— Work instructions —
1) Please copy from the Art on the Grid passage, word for word, from "On a bus shelter" up to and including "Nina Chanel Abney.".
2) Continue the Art on the Grid passage from where it stops.

— Study text —
==========
For the past few months, art, like everything else amid the pandemic, has largely had to be experienced outdoors. Fortunately, the Public Art Fund, always working in public space, was uniquely prepared for this moment. For their exhibition Art on the Grid, 50 artists created work reflecting on the pandemic, the ongoing protests against anti-Black racism, and themes of reconnection and renewal. The curators installed those works in over 500 bus shelters and 1,700 wifi kiosks around the five boroughs, transforming each display into a canvas.
Lingering at a bus stop generally indicates something has failed — my time management, the infrastructure of New York City transit — but I was surprisingly moved by Andrew Kuo’s “Ideal Map of New York City” (2020), which envisions New York not as a grid, but as a series of nested squares, mostly in pastels. Its legend, instead of indicating historical landmarks, pinpoints locations such as “where you can feel safe and be yourself at no emotional cost,” and “where every type of help is available to anyone who wants it.”
On a bus shelter near Cadman Plaza, the usual travel posters and ads for oat milk gave up their real estate to a person in a red cowboy hat, with a bob sharp enough to make knives jealous, carrying a lantern. An urban cowboy to light our way through coronavirus? Better. It was a painting, “Untitled” (2020) by Nina Chanel Abney.
==========
— Source information —
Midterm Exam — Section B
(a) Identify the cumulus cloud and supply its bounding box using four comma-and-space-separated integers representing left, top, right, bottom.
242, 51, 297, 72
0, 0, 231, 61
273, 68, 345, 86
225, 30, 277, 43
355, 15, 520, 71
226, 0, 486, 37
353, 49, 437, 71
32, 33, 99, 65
==========
— Per-task answers —
1)
On a bus shelter near Cadman Plaza, the usual travel posters and ads for oat milk gave up their real estate to a person in a red cowboy hat, with a bob sharp enough to make knives jealous, carrying a lantern. An urban cowboy to light our way through coronavirus? Better. It was a painting, “Untitled” (2020) by Nina Chanel Abney.

2)
Oto Gillen’s “Path, July 22, 2019,” (2020), is either the opening to a leafy cave, a portal to a new dimension, or perhaps just the inside of a tree. Decoding it on Grand Street was remarkably soothing.
Art on the Grid also features several artists with newly reopened exhibitions, like Jordan Casteel. I adore her portraits, but if you’re not ready to head back to a museum, you can improve your bus waiting experience with her portrait, “Minnesota” (2020), pictured here in Williamsburg. The subject’s eyes are hidden with a hat, but his concentration is palpable, his hunched position so familiar I felt a sympathetic back ache.
The exhibition is set to end on September 20, just as museums are beginning to reopen. I wish it would stick around. The work softens, just a little, our long waits, for the bus, for the pandemic to be over.
Public Art Fund’s 50 Artists: Art on the Grid continues through September 20 across the five boroughs. The exhibition was curated by Nicholas Baume, Daniel S. Palmer, and Katerina Stathopoulou.